» Document text:
◆ ◆ ◆
Nico Bannow

Analogue mixed signal simulation using Spice and SystemC

SystemC is a discrete event simulator that enables the programmer to model complex designs with varying levels of abstraction. In order to improve precision, it can be coupled to more specialized simulators. This article introduces the concept of loose simulator coupling between an analogue simulator and SystemC. It explains the properties and advantages which include a higher simulation performance as well as a higher degree of flexibility. A design example in which SystemC will be connected to SwitcherCad will demonstrate the benefits of loose coupling.

Evaluation of an object-oriented hardware design methodology for automotive applications

In this paper we present results in using the new object-oriented design approach OSSS (ODETTE system synthesis subset). The methodology and tools of the ODETTE (object-oriented co-design and functional test techniques) project have been developed within the context of the IST programme of the European Commission. Main focus of OSSS lies in the field of hardware design and in synthesis capability. The strategy is based on an extension of the synthesizable subset of standard systemC. The approach supports real object-oriented and synthesizable design features like classes, inheritance, templates, polymorphism and global object access. Therefore OSSS promises high efficiency in sense of capability to handle complex designs, faster development time, improved code quality and faster time to market. In contrast, standard systemC is also based on C++ constructs, but no object-oriented constructs are available yet for a synthesizable system description. We have evaluated OSSS on an automotive design example. It was chosen for the implementation of a component that is part of all video projects: A cameras exposure control unit (ExpoCU). The first main goal that was achieved is a synthesizable design by the automatic generation of an FPGA netlist from an OSSS description. Furthermore we have also proved the methodology to fulfill industrial requirements such as usability for complex system development, integration of existing IP, improved code quality and decreased development effort. Comparison will be done against existing VHDL based design flow. We especially focus on the implementation and testability by comparing the new object-oriented synthesis approach with a standard VHDL flow by laying emphasis on synthesizability. OSSS and equivalent kinds of methodology show a large potential to handle new generations of complex HW-SW systems. Moreover the gap between increasing design complexity and available methodologies already now gets bigger and bigger and thus needs to be closed by new solutions such as OSSS.
◆ ◆ ◆
» Dataset:

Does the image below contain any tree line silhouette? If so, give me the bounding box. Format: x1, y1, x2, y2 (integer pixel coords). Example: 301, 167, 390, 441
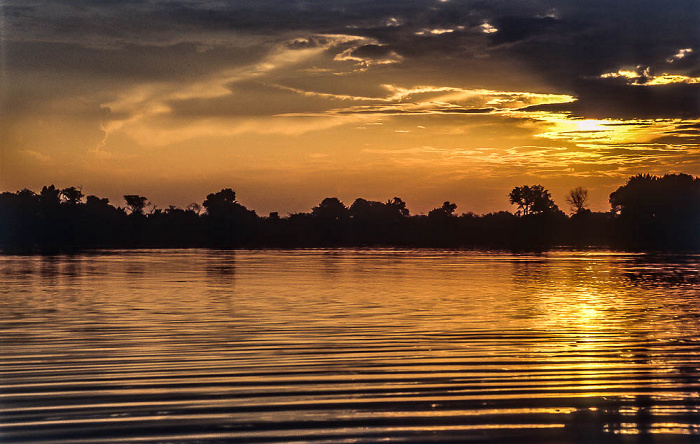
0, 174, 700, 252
◆ ◆ ◆
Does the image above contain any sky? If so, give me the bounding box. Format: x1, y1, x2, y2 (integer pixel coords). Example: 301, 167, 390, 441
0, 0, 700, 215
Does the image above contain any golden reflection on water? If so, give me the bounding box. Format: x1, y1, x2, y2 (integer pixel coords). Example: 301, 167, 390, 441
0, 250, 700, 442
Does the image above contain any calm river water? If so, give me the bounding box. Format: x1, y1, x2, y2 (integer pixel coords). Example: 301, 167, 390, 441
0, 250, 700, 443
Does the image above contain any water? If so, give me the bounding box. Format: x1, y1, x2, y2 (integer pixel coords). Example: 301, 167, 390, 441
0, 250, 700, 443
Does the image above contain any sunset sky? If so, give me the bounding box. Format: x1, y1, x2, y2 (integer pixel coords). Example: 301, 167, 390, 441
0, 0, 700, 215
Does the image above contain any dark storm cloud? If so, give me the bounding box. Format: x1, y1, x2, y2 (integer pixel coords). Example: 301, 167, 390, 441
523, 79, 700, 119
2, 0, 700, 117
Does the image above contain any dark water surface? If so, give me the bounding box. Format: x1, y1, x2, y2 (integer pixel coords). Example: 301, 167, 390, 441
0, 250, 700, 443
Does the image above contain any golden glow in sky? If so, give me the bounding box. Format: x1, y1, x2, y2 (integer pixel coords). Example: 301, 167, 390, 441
◆ ◆ ◆
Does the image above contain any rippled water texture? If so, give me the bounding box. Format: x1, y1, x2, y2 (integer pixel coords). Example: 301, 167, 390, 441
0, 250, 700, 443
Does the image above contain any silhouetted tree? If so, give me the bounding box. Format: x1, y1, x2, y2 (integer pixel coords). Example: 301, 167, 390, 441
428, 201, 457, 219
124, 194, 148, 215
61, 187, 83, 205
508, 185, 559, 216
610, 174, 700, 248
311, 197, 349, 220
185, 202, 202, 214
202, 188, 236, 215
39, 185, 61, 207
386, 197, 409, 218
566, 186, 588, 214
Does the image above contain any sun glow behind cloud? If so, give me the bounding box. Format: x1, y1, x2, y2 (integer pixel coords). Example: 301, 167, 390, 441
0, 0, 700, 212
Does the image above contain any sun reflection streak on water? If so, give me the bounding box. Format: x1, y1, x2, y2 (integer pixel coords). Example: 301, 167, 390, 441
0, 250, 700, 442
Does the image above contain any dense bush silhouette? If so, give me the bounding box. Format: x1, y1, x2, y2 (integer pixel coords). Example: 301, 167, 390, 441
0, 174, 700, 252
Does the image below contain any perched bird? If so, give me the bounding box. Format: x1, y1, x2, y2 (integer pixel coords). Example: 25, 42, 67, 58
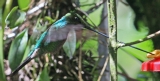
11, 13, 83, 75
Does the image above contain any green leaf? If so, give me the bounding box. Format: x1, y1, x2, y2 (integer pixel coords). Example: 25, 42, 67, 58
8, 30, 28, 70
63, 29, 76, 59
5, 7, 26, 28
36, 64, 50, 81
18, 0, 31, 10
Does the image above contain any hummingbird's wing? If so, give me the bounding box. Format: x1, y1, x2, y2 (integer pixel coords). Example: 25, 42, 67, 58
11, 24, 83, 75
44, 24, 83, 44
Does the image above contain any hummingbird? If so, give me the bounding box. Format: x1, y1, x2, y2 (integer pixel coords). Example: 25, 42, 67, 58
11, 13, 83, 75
◆ ◆ ◆
» To-do list:
1) In the SystemC paper abstracts, which component was implemented for the automotive design example?
2) Carry on the page of SystemC paper abstracts from its final sentence onward.

» Answers for this exercise:
1) A camera's exposure control unit (ExpoCU).

2)
Automatic SystemC design configuration for a faster evaluation of different partitioning alternatives

In this paper we present a methodology that is based on SystemC for rapid prototyping to greatly enhance and accelerate the exploration of complex systems to optimize the system architecture. The approach introduces a methodology to automatically configure system components with regards to the memory mapping of modules. The approach reduces the implementation effort that in conventional approaches has to be done by hand to re-assign and re-configure modules in a system. This does not only save time for manual adaptation but also reduces the chance to introduce errors like known from complex manual modifications. The new approach for automatic system configuration is derived as one of the results and features that come along with the module-adapter (MA) based approach that we have proposed in different presentations (Bannow, 2004). One of the main goals, our proposed methodology has to fulfill, are industrial requirements such as applicability for complex system development, integration of existing IP, improved code quality and decreased development effort. The automated system configuration as well as the whole MA based approach greatly support the designers in the concept phase to simulate a design before the implementation starts

Enabling automated code transformation and variable tracing

To solve the challenge of hardware/software partitioning and the reuse of legacy system models (Bannow et al., 2004) introduced a module adapter (MA) based approach which is considered in section 2. The described transformation/mapping of functional code into a SystemC model still needs heavy code modifications. Besides the parser that has to be nearly as powerful as a C++ compiler the readability suffers from the necessary changes. This paper introduces an approach which reduces the code modifications to a minimum. The primary objective is to provide a solution to enable an automated application. In this novel approach, code readability and transformation effort are improved significantly by using the powerful operator overloading mechanism of C++. The presented implementation can be used to either realize transparent communication over module barriers, trace simulation data or only for debugging purposes. Some examples demonstrate the applicability and give some incitements for expedient use cases. The presented C++ code can be easily extended by inheritance for custom needs.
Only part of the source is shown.